Content starts

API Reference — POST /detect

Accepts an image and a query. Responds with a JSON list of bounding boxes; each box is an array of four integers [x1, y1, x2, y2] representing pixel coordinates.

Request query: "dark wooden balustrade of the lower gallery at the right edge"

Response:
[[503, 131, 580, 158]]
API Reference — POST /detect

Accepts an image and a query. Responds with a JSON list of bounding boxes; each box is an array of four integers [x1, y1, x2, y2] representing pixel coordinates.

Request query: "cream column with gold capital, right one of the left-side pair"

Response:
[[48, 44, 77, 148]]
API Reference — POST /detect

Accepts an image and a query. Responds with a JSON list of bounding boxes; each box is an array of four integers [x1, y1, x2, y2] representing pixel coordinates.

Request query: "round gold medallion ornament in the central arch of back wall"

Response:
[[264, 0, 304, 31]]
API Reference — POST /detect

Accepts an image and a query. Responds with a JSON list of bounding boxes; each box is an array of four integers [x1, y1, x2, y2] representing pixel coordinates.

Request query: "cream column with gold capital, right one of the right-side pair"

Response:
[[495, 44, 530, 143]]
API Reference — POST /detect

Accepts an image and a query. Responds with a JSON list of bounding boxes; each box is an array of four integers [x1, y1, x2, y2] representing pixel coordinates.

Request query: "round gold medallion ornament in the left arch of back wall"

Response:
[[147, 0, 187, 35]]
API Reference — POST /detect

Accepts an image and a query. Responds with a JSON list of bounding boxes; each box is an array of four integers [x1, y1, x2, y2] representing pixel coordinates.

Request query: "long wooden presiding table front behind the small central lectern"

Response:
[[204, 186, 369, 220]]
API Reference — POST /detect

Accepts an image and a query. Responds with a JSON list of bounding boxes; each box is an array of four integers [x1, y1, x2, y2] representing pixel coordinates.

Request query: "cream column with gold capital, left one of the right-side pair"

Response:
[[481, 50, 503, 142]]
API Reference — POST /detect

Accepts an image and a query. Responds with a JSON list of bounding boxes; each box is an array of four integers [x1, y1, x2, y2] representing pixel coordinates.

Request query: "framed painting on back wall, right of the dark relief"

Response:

Content ends

Please say how many lines in the records above contain the word "column". Give the number alone.

3